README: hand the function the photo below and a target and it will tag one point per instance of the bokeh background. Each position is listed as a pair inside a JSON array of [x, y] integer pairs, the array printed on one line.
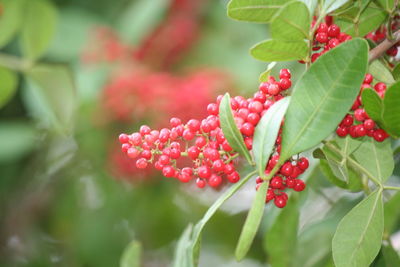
========================================
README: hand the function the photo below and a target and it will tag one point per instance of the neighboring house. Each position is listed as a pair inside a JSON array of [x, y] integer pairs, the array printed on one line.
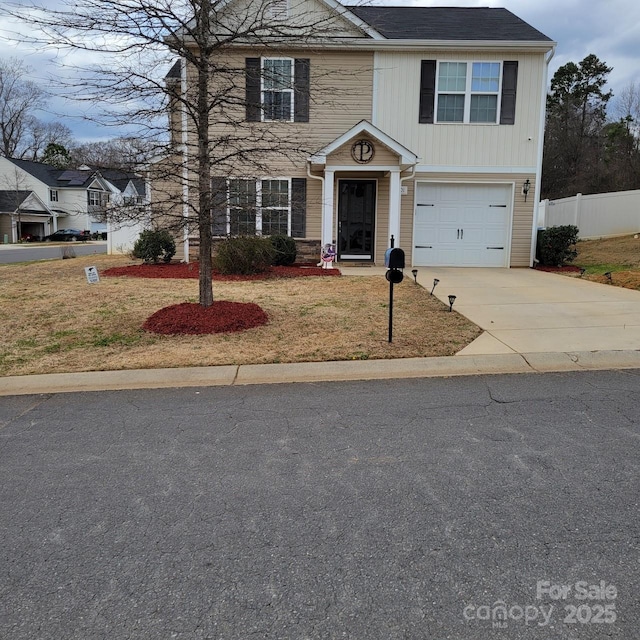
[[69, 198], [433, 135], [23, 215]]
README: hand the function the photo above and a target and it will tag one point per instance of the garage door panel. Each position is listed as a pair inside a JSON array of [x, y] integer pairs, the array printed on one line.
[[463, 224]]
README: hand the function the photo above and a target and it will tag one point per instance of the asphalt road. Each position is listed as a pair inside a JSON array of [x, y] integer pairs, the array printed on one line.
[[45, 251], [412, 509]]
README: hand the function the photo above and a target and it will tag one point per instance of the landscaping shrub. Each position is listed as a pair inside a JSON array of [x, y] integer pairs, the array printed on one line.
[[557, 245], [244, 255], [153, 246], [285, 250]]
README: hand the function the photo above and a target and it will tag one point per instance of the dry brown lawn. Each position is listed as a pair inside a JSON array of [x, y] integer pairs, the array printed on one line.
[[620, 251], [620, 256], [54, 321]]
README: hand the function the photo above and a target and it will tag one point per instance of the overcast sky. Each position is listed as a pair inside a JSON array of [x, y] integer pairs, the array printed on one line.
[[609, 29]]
========================================
Repeat the data verbatim, beginning at the line that contains "the dry brown" and stopping after the line that contains "[[609, 29]]".

README: hand the function the photo above and a target and it will tag one point per instance of the dry brown lawn. Each position is listed as a pair inside a JSON array of [x, y] integer pairs, the array printed on one line.
[[620, 251], [620, 256], [54, 321]]
README: hand the function the photo above and a target and it will tag one point per instance of the overcast sky. Each position is listed as a pair inside a JSON array of [x, y] integer pairs, the array printed on one line.
[[609, 29]]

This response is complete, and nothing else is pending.